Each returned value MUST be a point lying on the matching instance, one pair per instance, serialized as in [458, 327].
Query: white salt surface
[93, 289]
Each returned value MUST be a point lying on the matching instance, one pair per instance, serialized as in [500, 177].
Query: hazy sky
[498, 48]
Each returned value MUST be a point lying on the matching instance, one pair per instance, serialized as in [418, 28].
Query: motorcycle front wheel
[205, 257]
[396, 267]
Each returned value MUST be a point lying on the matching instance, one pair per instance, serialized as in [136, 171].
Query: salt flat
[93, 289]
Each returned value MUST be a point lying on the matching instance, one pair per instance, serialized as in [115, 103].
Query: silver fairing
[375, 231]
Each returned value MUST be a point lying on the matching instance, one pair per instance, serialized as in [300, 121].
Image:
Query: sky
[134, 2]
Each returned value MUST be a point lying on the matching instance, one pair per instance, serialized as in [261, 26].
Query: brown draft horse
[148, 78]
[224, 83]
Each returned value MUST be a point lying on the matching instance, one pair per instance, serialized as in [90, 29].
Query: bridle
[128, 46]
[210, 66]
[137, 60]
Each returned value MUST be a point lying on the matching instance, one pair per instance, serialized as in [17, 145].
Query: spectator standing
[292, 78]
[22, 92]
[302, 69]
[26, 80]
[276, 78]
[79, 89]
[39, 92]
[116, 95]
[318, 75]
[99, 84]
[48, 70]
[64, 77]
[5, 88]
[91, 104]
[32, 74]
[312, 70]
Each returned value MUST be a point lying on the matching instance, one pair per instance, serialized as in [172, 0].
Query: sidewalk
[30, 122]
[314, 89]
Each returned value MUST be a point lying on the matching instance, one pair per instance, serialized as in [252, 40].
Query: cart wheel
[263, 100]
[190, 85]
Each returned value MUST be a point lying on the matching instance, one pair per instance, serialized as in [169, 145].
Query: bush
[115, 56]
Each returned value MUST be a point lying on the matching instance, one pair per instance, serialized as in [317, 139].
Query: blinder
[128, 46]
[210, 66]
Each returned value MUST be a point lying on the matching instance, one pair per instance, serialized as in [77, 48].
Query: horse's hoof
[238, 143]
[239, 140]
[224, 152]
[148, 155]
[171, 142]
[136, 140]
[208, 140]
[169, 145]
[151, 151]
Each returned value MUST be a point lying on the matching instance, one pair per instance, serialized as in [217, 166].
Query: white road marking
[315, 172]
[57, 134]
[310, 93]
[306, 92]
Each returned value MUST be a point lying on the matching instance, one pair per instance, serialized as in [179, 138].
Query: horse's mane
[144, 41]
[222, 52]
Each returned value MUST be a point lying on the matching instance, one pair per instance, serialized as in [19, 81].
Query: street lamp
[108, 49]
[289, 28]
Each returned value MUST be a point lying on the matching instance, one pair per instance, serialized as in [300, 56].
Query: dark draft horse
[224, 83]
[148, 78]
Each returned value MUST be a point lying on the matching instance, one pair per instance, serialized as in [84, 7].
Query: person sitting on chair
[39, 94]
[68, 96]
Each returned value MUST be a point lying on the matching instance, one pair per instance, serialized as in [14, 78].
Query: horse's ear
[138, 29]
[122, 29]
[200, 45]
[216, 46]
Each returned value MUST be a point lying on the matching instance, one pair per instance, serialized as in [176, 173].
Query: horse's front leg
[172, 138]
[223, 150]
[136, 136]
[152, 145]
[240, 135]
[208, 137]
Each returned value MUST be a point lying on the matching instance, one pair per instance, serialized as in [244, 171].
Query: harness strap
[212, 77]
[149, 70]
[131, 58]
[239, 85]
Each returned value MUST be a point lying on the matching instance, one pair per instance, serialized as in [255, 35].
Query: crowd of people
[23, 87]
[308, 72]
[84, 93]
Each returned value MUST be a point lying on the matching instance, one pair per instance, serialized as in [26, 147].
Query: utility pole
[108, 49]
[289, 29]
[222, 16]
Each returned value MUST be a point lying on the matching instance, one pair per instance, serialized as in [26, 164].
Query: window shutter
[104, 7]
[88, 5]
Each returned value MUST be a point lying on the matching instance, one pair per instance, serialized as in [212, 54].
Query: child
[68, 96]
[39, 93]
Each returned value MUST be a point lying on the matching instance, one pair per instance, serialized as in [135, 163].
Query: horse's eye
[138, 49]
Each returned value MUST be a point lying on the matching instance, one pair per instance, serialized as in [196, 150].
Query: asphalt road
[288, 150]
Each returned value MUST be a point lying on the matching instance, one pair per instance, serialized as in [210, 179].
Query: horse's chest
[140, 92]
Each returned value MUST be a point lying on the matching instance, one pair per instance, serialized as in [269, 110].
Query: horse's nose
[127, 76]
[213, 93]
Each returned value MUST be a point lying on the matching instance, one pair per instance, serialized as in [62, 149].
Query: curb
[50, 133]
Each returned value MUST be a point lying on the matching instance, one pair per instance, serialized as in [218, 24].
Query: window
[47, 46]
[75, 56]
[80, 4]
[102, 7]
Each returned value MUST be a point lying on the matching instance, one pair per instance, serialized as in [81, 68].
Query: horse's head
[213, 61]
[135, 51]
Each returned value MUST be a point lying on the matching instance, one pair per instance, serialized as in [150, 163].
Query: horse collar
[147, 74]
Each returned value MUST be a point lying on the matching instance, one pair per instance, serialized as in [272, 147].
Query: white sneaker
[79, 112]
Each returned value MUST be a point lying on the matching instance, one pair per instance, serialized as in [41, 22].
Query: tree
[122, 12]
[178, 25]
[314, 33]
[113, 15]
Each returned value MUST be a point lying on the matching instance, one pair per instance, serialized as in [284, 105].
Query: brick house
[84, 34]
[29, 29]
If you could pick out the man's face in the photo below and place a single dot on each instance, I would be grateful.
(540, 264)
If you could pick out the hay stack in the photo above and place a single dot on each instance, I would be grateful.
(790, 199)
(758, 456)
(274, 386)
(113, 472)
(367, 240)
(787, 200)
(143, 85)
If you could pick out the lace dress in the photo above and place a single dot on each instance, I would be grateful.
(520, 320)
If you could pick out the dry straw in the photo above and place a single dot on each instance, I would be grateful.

▶ WHAT NEEDS TO BE DONE
Once you have read the entries above, copy them out exactly as they were given.

▶ RESULT
Each returned value MUST be a point lying on the matching instance, one pair per instance, serialized as in [458, 327].
Query: white salt surface
[93, 289]
Each returned value MUST be a point lying on the matching instance, one pair per instance, serialized as in [500, 177].
Query: hazy sky
[498, 48]
Each returned value MUST be a point lying on the matching instance, one pair per instance, serialized as in [418, 28].
Query: motorcycle front wheel
[205, 257]
[396, 267]
Each returned value MUST be a point lying on the matching instance, one pair per instance, serialized as in [136, 171].
Query: salt flat
[93, 289]
Each returned value MUST be a point lying on the matching instance, one pair per instance, serialized as in [115, 103].
Query: silver fairing
[375, 231]
Each returned value MUST be a point lying on the matching instance, one pair per instance, serialized as in [300, 121].
Image:
Query: sky
[134, 2]
Each returned value MUST be a point lying on the matching instance, one pair per instance, serialized as in [261, 26].
Query: brown draft horse
[148, 78]
[224, 83]
Each returned value MUST be a point lying on the matching instance, one pair per instance, serialized as in [90, 29].
Query: bridle
[128, 46]
[210, 66]
[137, 60]
Each returned value MUST be a point lying on the matching instance, one pair per instance, serialized as in [17, 145].
Query: spectator standing
[292, 78]
[22, 92]
[302, 69]
[26, 80]
[276, 78]
[79, 89]
[39, 92]
[116, 95]
[318, 75]
[99, 84]
[48, 70]
[64, 77]
[5, 88]
[91, 104]
[32, 74]
[312, 70]
Each returned value MUST be a point lying on the matching instance, one pair per instance, serialized as in [172, 0].
Query: sidewalk
[30, 122]
[314, 89]
Each returned value MUST be a point lying on the matching instance, one pair per instance, serialized as in [252, 40].
Query: cart wheel
[263, 100]
[190, 85]
Each returned value MUST be a point lying on the matching instance, one pair per instance, serialized as in [169, 145].
Query: bush
[115, 56]
Each returned value MUST be a point lying on the matching instance, one pair per instance, serialized as in [317, 139].
Query: blinder
[128, 46]
[210, 66]
Each returned value MUST be a point lying on the matching instance, one pair per instance, serialized as in [77, 48].
Query: horse's hoof
[238, 143]
[239, 140]
[224, 152]
[148, 155]
[171, 142]
[136, 140]
[208, 140]
[169, 145]
[151, 151]
Each returned value MUST be a point lying on the matching instance, one pair per instance, serialized as in [217, 166].
Query: white road marking
[315, 172]
[57, 134]
[310, 93]
[306, 92]
Each returned value MUST be a point lying on the matching instance, one pair per instance, serialized as in [179, 138].
Query: horse's mane
[144, 41]
[222, 52]
Each returned value MUST be a point lying on the matching instance, one pair per instance, serialized as in [19, 81].
Query: street lamp
[108, 49]
[289, 28]
Each returned value MUST be a point lying on the matching instance, one pair per instance, serialized as in [300, 56].
Query: dark draft horse
[224, 83]
[148, 78]
Each returned value MUST be a point lying on the matching instance, one pair per instance, serialized as in [84, 7].
Query: person sitting on chair
[39, 94]
[68, 96]
Each returned value MUST be a point lying on the matching instance, one pair per instance, serialized as in [14, 78].
Query: horse's ear
[138, 29]
[122, 29]
[200, 45]
[216, 46]
Each returned value MUST be a point lying on the matching instance, one pair per instance, serialized as in [176, 173].
Query: horse's front leg
[172, 138]
[223, 150]
[136, 136]
[152, 145]
[240, 135]
[208, 137]
Each returned value MUST be a point lying on the matching instance, one pair per instance, serialized as in [244, 171].
Query: harness strap
[212, 77]
[149, 70]
[131, 58]
[239, 85]
Each returned value MUST be a point lying on the matching instance, one pair per instance, serialized as in [255, 35].
Query: crowd of people
[23, 87]
[308, 72]
[84, 93]
Each returned value MUST be a point lying on the matching instance, one pair per instance, serialized as in [26, 147].
Query: utility pole
[108, 49]
[289, 29]
[222, 16]
Each returned value MUST be a point lying on the matching instance, one pair per instance, serialized as in [26, 164].
Query: window shutter
[104, 7]
[88, 5]
Each returned value MUST be a point lying on the matching instance, one pair per instance, serialized as in [212, 54].
Query: child
[68, 96]
[39, 93]
Each returned value MUST be a point lying on the matching instance, one pair per instance, serialized as in [135, 163].
Query: horse's eye
[138, 49]
Each returned value MUST be a point lying on the matching instance, one pair per instance, serialized as in [196, 150].
Query: asphalt road
[288, 150]
Each returned value MUST be a point lying on the matching instance, one pair per instance, serialized as in [210, 179].
Query: horse's chest
[140, 92]
Each returned value MUST be a point lying on the matching instance, one pair per instance, serialized as in [269, 110].
Query: horse's nose
[127, 76]
[213, 93]
Each returned value MUST be a point lying on the matching instance, one pair per instance, serialized as in [62, 149].
Query: curb
[50, 133]
Each returned value MUST be a point lying on the matching instance, one pair per instance, serialized as in [218, 24].
Query: window
[47, 46]
[75, 56]
[80, 4]
[102, 7]
Each returned value MUST be a point lying on the matching instance, one pair per instance, serialized as in [81, 68].
Query: horse's head
[213, 61]
[135, 51]
Each returned value MUST be a point lying on the matching instance, one pair per instance, serialized as in [150, 163].
Query: horse collar
[147, 74]
Each returned value MUST be a point lying on the matching instance, one pair per instance, serialized as in [272, 147].
Query: white sneaker
[79, 112]
Each returned value MUST be a point lying on the matching instance, one pair per instance, serialized as in [41, 22].
Query: tree
[122, 12]
[178, 25]
[314, 33]
[113, 15]
Each returned value MUST be a point lying on the matching instance, one pair per instance, serialized as in [284, 105].
Query: brick house
[84, 34]
[29, 29]
If you could pick out the man's face in the photo below and place a single dot on each instance, I would be grateful.
(540, 264)
If you could pick out the hay stack in the photo above and place a single dot on each instance, I would be grateful.
(790, 199)
(758, 456)
(274, 386)
(113, 472)
(367, 240)
(787, 200)
(143, 85)
If you could pick out the lace dress in the photo above and place a single dot on each instance, I would be grateful.
(520, 320)
If you could pick out the dry straw in the photo above and place a single dot on each instance, I would be grateful.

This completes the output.